====== Article ======

I Wrote an algorithm whose running time is described by the recurrence
$$T(n) = 2T(n/2) + \Theta(n\lg n),$$
and I want to determine whether $T(n) = o(n^2)$.
Now by the third case of the "Master Theorem" a recurrence of the form
$$T(n) = 2T(n/2) + f(n)$$
has solution $T(n) = \Theta(f(n))$, if $f(n) = \Omega(n^{1+\varepsilon})$ for some $\varepsilon > 0$.
I can't apply this directly to my recurrence since $n\lg n \neq \Omega(n^{1+\varepsilon})$, but if I can find a function $f(n)$ such that
$$n\lg n = \Omega(f(n))\qquad \text{ and } \qquad f(n) = \Omega(n^{1+\varepsilon}) \qquad\text{ and } \qquad f(n) = o(n^2),$$
then I can just use the master theorem on
$$T(n) = 2T(n/2) + f(n)$$
to get the bound. So is there such an $f(n)$?
Best Answer
None of the Master Theorem's cases apply to your problem. In order to find the asymptotic running time of your recurrence, you need an extended version described in exercise 4.6-2 of CLRS book (extension of Case 2). Besides the Wikipedia to which Ian already referred, see also here or here for a proof of this case extension.
So you have $a=b=2, k=1$, and you get $T(n)=\Theta(n\lg^2n)=o(n^2)$

====== Listed entries ======

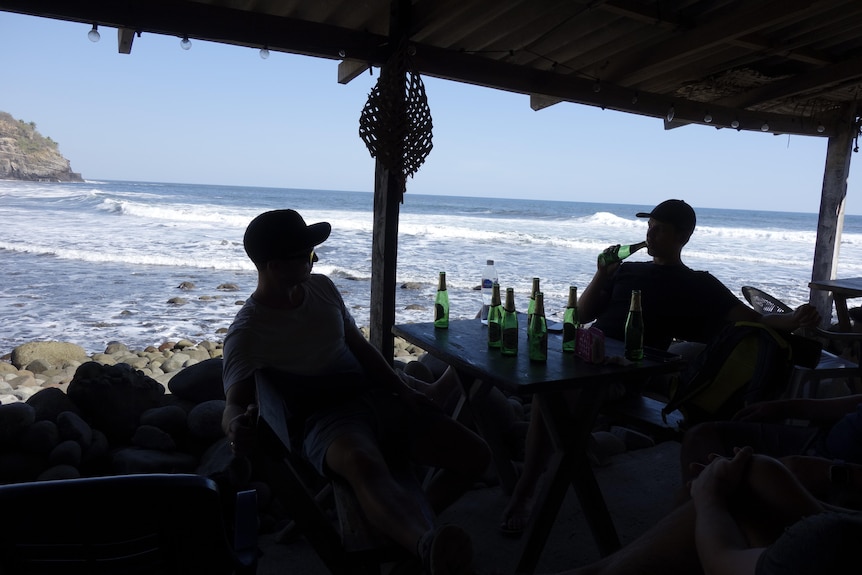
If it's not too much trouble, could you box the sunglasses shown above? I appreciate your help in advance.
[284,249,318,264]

======
====== Listed entries ======

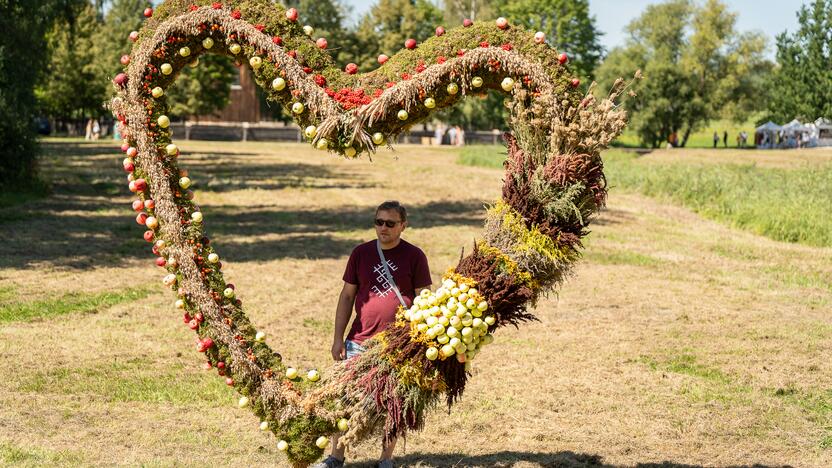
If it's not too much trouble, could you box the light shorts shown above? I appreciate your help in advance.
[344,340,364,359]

======

• Your tasks:
1 - In the thread about the recurrence, which CLRS exercise does the best answer cite for the extended version of the Master Theorem?
2 - List every condition that the question in the recurrence thread requires the function f(n) to satisfy.

• Responses per task:
1 - Exercise 4.6-2

2 -
- n lg n = Ω(f(n))
- f(n) = Ω(n^(1+ε))
- f(n) = o(n²)